● **WHAT IS NEEDED**:
Duplicate every one of the records below word for word, leaving the pictures out of your answer.
--- start EXERCISE MATERIALS ---
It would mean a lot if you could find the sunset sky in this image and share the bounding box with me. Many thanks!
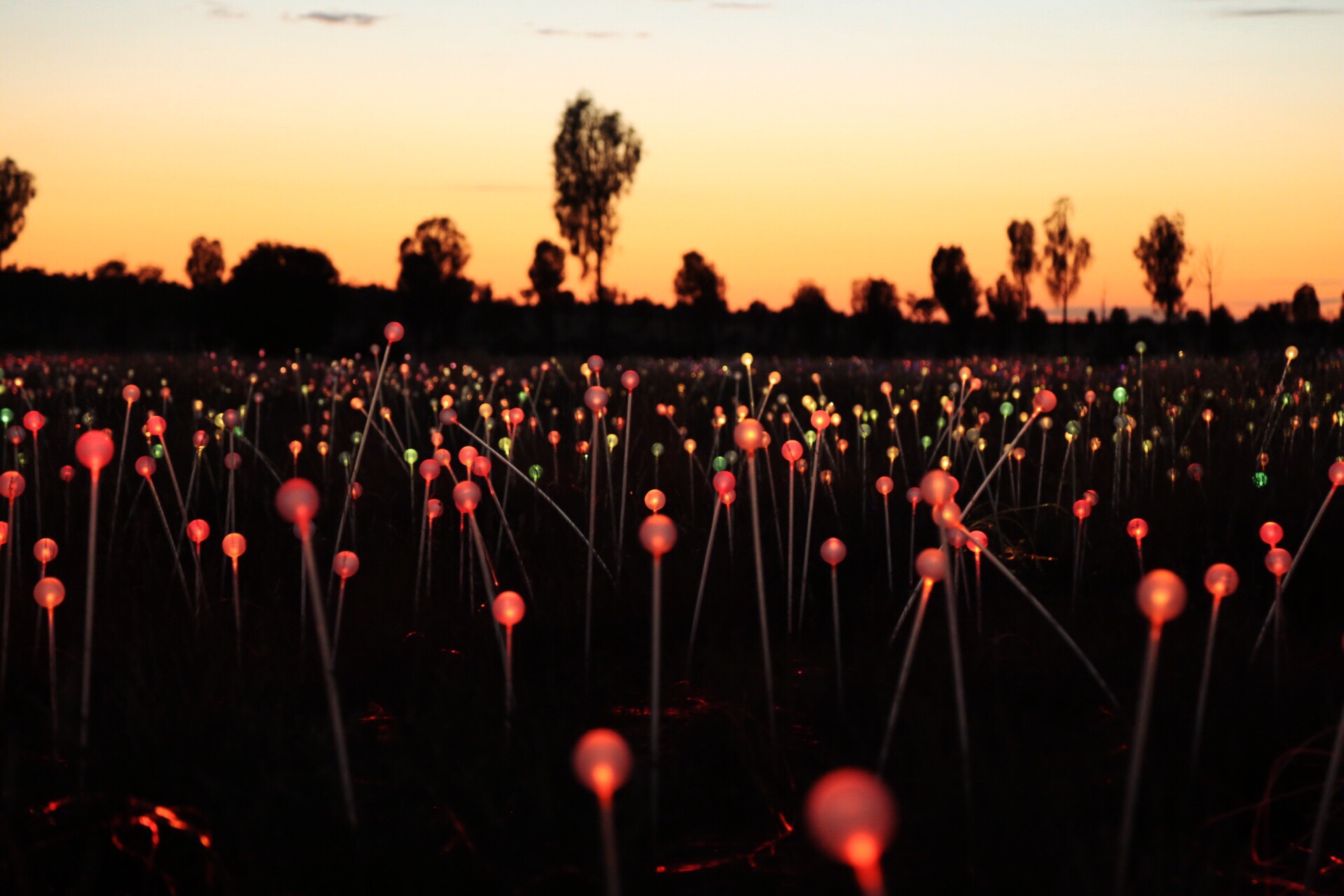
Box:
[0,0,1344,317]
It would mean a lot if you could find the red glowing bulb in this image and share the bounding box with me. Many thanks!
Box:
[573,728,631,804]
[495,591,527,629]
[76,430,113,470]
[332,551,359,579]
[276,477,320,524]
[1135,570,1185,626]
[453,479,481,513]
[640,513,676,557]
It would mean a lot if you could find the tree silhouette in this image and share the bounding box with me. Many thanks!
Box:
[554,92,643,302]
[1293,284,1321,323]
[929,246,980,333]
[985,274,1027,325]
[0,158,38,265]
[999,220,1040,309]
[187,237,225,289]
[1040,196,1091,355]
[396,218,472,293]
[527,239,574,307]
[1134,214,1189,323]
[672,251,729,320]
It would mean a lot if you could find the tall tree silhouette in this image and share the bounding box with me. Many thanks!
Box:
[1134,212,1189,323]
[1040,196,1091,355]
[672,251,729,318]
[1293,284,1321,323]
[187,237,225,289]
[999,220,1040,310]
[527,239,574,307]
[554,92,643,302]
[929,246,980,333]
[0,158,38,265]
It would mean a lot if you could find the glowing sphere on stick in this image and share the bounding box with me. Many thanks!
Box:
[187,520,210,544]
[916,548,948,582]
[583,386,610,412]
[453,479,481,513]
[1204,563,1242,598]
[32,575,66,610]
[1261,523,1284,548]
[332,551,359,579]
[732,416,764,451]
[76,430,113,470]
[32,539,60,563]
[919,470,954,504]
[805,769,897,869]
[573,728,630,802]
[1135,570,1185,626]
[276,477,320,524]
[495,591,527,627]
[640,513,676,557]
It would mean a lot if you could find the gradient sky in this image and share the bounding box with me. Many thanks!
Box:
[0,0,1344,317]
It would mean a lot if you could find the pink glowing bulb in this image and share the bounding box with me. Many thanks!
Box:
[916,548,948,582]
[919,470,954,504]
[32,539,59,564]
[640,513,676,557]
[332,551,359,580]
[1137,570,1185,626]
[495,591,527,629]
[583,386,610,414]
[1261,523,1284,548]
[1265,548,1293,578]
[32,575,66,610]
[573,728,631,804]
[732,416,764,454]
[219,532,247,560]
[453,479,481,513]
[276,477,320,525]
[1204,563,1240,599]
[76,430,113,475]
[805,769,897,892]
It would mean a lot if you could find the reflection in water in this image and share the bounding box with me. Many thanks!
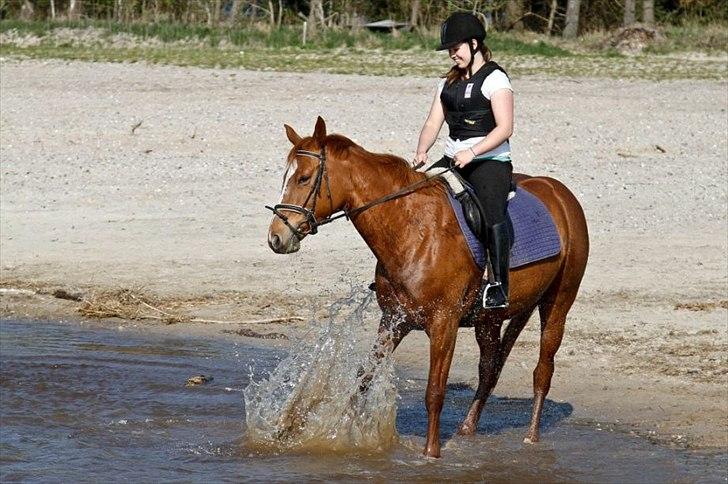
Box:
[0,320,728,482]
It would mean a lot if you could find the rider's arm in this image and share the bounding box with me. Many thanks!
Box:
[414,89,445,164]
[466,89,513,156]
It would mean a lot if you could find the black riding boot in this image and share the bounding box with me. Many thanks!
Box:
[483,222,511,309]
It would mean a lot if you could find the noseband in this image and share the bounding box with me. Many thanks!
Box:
--- end EXERCISE MATERIALS ---
● **RESULT**:
It would mean a lot if you could find the sunset sky in this image and share the bounding box with me. Many thanks!
Box:
[0,0,1344,317]
It would mean a lot if you could find the red glowing bulb in this image and share the bounding box with me. Many thanks!
Box:
[573,728,631,804]
[495,591,527,629]
[76,430,113,470]
[332,551,359,579]
[276,477,320,524]
[1135,570,1185,626]
[453,479,481,513]
[640,513,676,557]
It would mean a lot if you could find the tree silhouette in this image and share the bounding box with me. Many thanks!
Box:
[554,92,643,302]
[1293,284,1321,323]
[929,246,980,333]
[985,274,1027,325]
[0,158,38,265]
[999,220,1040,309]
[187,237,225,289]
[1040,196,1091,355]
[396,218,472,293]
[527,239,574,307]
[1134,214,1189,323]
[672,251,729,320]
It would mean a lot if you could find the tall tree silhouette in this image and share the bounding box with me. Many thanks!
Box:
[1134,212,1189,323]
[1040,196,1091,355]
[672,251,729,318]
[1293,284,1321,323]
[187,237,225,289]
[999,220,1040,310]
[527,239,574,307]
[554,92,643,302]
[929,246,980,333]
[0,158,38,265]
It would mean a lot if you could find the glowing sphere on stick in this image and share the bounding box with me. Many thanks!
Box:
[187,520,210,544]
[916,548,948,582]
[583,386,610,412]
[453,479,481,513]
[1204,563,1242,598]
[32,575,66,610]
[1261,523,1284,548]
[332,551,359,579]
[732,416,764,451]
[76,430,113,470]
[32,539,60,563]
[919,470,954,504]
[805,769,897,869]
[573,728,630,802]
[1135,570,1185,626]
[276,477,320,524]
[495,591,527,627]
[640,513,676,557]
It would mean a lot if you could find the gradient sky in this image and share the bounding box with me. Many thanks!
Box:
[0,0,1344,317]
It would mean a lot if you could find the pink glowing bulb in this image and share the bounding box with me. Many thanks!
Box:
[916,548,948,582]
[919,470,954,504]
[32,539,59,564]
[640,513,676,557]
[332,551,359,580]
[1137,570,1185,626]
[495,591,527,629]
[583,386,610,414]
[1261,523,1284,548]
[1265,548,1293,578]
[32,575,66,610]
[573,728,631,804]
[732,416,764,454]
[219,532,247,560]
[453,479,481,513]
[276,477,320,525]
[1204,563,1240,599]
[76,430,113,475]
[805,769,897,892]
It would mean a lot if you could find the reflection in water in this image and share the bounding box with me. Many thanks!
Box:
[0,320,728,482]
It would mean a lot if you could find the rider's arm in this image and share the bounding box with me. Many thanks!
Box:
[414,89,445,164]
[466,89,513,156]
It would mean a lot if you could find the black riding boot in this image and share the bounding box with me. Many thanks!
Box:
[483,222,511,309]
It would mean a lot if you could find the noseband in this image and share the bounding box with me. Many thanks!
Box:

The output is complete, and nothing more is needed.